**Tasks for this exercise**
[1] Duplicate the stretch of the album article from "All the Things We Are is" through "on different dates.".
[2] Show every line of the records that contains the word "ceiling".

**Document**
○ ○ ○ ○ ○ ○ ○
Studio album by Dave Brubeck
- Released: May 25, 1976
- Recorded: July 17, 1973 & October 3, 1974
- Studio: CI Recording Studios, NYC
- Genre: Mainstream jazz Post-bop Piano jazz
- Length: 45:06
- Label: Atlantic Records
- Producer: Michael Cuscuna

Dave Brubeck chronology
| We're All Together Again For The First Time (1972) | All the Things We Are (1976) | Two Generations of Brubeck (1973) |

= All the Things We Are =

All the Things We Are is a jazz album by Dave Brubeck released by Atlantic Records on May 25, 1976, featuring two alto saxophonists, Lee Konitz and Anthony Braxton, and two drummers, Alan Dawson and Roy Haynes. This album was completed through two recording sessions at the CI Recording Studios in New York City on different dates.

On July 17, 1973, the Dave Brubeck Trio (Brubeck playing the piano, Jack Six playing the bass, and Alan Dawson playing the drums) recorded the "Jimmy Van Heusen Medley".

On October 3, 1974, the recording occurred with the group as a quintet (with the addition of alto saxophonists Lee Konitz and Anthony Braxton while Roy Haynes took the spot as drummer. The rest of the songs were recorded that day. Konitz played the alto saxophone in "Like Someone in Love" and "Don't Get Around Much Anymore" while Braxton played it in "In Your Own Sweet Way". Both Konitz and Braxton are featured in "All the Things You Are".
○ ○ ○ ○ ○ ○ ○
**Records shown**
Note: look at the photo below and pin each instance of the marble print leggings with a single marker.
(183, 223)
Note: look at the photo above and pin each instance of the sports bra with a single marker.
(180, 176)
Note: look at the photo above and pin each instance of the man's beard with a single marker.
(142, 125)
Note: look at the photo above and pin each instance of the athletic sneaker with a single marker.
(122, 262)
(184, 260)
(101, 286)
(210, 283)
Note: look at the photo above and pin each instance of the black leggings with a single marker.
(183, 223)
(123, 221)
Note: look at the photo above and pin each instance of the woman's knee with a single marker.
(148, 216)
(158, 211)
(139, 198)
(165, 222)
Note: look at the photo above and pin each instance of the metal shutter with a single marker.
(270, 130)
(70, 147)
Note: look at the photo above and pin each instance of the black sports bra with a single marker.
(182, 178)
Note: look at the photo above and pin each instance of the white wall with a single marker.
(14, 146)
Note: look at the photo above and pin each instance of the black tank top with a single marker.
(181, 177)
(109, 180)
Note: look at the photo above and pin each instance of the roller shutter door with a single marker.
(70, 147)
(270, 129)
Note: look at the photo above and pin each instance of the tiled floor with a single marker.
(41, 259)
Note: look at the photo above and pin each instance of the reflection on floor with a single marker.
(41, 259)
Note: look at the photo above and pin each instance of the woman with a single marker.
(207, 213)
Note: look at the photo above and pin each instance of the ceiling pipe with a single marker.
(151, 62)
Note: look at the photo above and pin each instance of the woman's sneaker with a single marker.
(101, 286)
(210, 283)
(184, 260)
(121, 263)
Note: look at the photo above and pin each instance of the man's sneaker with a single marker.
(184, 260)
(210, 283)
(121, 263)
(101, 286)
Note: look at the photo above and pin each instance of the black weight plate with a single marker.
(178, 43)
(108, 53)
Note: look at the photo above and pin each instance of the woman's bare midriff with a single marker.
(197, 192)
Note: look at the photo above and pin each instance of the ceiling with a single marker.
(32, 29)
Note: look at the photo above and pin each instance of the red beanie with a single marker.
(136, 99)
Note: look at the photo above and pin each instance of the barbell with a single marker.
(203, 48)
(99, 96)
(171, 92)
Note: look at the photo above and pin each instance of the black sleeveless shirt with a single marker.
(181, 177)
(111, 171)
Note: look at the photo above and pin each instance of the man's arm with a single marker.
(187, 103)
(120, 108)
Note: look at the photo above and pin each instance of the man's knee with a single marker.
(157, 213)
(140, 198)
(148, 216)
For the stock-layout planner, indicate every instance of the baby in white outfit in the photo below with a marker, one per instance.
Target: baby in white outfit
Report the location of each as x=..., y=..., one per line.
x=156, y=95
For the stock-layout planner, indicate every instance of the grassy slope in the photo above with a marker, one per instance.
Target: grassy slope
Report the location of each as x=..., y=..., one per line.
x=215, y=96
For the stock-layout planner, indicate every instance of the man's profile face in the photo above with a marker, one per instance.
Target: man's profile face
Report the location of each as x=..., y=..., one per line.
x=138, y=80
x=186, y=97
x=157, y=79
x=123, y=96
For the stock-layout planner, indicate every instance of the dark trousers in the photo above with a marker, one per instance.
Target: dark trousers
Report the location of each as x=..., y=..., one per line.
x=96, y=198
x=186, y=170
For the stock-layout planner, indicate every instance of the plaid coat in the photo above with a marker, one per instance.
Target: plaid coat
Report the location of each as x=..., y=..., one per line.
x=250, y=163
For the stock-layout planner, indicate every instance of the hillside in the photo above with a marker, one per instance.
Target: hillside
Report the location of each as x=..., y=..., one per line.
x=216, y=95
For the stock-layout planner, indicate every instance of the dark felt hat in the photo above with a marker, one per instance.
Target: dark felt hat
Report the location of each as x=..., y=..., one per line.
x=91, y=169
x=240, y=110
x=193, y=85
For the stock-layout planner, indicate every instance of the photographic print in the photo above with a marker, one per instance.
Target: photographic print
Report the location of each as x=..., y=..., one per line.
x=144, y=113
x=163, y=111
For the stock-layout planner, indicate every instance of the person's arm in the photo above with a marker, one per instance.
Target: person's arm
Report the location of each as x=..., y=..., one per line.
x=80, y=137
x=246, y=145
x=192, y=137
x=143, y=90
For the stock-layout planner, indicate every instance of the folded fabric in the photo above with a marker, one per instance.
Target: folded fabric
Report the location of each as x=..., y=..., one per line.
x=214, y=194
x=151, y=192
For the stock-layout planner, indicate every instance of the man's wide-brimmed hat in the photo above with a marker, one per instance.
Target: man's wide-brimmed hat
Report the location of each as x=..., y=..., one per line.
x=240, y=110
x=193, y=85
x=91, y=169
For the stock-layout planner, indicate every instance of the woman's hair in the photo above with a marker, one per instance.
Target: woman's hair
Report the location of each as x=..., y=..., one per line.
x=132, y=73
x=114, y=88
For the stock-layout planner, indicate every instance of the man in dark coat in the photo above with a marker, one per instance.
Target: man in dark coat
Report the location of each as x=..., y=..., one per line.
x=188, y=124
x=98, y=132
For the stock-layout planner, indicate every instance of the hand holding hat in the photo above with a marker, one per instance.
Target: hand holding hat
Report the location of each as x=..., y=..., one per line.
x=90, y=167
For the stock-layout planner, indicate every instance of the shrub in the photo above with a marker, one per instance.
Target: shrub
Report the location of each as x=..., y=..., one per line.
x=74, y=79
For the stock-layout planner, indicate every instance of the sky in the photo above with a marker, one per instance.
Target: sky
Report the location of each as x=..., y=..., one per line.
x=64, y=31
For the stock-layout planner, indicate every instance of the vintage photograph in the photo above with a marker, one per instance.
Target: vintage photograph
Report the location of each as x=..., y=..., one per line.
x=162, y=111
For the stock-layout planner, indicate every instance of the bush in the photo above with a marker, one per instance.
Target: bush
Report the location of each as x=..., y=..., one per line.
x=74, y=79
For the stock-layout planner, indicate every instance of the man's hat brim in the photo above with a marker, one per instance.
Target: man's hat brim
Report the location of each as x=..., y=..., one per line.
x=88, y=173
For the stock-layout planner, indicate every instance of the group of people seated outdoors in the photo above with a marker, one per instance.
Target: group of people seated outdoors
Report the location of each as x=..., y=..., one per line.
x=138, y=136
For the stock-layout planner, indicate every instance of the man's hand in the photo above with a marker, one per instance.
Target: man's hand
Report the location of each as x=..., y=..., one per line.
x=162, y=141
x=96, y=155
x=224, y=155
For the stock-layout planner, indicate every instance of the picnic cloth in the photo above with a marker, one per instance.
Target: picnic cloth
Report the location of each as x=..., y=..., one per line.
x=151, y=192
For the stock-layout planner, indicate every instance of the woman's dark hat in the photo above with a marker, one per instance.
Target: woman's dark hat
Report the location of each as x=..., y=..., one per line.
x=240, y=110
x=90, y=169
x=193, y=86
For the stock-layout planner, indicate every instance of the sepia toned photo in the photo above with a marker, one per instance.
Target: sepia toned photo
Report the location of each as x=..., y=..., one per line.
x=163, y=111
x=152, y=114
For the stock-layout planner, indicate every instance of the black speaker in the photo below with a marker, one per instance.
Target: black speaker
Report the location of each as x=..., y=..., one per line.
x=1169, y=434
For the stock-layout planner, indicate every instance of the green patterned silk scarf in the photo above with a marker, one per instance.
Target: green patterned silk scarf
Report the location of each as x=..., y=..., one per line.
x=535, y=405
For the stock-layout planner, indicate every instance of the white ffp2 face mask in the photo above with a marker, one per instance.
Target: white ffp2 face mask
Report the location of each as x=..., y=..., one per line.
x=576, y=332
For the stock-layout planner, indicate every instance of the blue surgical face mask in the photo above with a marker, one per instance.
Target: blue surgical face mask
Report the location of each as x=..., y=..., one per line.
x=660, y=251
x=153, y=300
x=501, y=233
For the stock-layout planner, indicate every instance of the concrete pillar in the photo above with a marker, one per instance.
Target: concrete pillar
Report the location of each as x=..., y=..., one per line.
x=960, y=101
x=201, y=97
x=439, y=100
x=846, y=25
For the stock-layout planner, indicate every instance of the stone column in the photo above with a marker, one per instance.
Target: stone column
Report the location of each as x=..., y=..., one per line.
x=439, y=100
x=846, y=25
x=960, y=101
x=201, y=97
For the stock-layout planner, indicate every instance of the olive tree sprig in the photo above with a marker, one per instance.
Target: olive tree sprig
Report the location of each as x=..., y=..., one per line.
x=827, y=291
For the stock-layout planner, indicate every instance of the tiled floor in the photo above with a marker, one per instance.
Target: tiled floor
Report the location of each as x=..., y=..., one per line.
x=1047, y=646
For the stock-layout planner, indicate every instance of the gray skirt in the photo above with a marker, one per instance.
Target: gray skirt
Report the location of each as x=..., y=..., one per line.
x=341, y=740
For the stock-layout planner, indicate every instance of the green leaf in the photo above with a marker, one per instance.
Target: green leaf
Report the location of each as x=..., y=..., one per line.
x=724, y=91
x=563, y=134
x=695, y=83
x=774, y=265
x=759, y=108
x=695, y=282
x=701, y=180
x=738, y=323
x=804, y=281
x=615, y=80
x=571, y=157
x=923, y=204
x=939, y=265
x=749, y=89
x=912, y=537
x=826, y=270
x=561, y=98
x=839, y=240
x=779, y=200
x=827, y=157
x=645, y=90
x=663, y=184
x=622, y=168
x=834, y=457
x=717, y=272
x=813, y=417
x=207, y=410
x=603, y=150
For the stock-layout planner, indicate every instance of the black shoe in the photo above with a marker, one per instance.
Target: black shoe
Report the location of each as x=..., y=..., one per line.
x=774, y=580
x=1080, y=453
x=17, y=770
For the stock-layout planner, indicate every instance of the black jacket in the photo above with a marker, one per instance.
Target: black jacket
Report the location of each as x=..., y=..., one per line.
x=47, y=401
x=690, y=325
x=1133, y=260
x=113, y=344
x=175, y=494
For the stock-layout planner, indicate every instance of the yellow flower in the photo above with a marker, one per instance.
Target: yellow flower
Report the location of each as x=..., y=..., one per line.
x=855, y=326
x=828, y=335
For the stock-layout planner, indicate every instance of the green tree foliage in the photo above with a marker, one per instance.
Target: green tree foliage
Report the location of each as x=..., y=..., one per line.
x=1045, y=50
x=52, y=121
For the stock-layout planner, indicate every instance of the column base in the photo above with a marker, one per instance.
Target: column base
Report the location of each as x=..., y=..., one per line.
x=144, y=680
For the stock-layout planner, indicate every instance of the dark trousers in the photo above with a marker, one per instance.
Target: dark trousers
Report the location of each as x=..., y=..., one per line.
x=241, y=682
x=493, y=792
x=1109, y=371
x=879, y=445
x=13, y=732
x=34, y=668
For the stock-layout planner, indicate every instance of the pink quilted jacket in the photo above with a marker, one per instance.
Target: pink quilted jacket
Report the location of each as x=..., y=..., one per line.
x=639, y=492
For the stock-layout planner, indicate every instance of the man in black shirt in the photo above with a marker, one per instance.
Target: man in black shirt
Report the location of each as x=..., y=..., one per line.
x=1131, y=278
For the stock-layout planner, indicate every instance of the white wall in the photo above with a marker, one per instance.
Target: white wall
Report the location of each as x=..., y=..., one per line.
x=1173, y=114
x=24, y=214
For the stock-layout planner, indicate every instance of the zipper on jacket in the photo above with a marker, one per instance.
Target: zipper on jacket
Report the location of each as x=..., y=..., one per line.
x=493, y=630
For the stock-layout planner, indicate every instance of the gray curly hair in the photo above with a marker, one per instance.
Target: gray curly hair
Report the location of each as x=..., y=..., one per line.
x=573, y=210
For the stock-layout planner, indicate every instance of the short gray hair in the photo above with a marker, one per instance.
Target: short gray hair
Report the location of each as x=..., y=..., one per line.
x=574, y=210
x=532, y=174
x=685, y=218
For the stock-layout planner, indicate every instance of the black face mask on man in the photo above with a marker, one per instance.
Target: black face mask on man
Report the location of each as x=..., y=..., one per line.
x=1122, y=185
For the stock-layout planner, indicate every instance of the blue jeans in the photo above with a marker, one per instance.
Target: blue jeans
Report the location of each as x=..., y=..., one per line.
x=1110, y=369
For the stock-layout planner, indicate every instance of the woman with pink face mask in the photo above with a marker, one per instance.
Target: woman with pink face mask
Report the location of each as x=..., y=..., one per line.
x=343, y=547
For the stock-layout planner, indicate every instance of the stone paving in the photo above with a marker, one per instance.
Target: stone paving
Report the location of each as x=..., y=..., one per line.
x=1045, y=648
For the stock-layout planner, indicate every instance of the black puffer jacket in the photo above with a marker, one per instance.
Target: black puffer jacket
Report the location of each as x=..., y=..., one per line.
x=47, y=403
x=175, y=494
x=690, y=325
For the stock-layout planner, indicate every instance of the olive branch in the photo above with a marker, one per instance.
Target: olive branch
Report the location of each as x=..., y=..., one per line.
○ ○ ○ ○ ○ ○ ○
**Answers for the exercise**
[1]
All the Things We Are is a jazz album by Dave Brubeck released by Atlantic Records on May 25, 1976, featuring two alto saxophonists, Lee Konitz and Anthony Braxton, and two drummers, Alan Dawson and Roy Haynes. This album was completed through two recording sessions at the CI Recording Studios in New York City on different dates.

[2]
Note: look at the photo above and pin each instance of the ceiling pipe with a single marker.
Note: look at the photo above and pin each instance of the ceiling with a single marker.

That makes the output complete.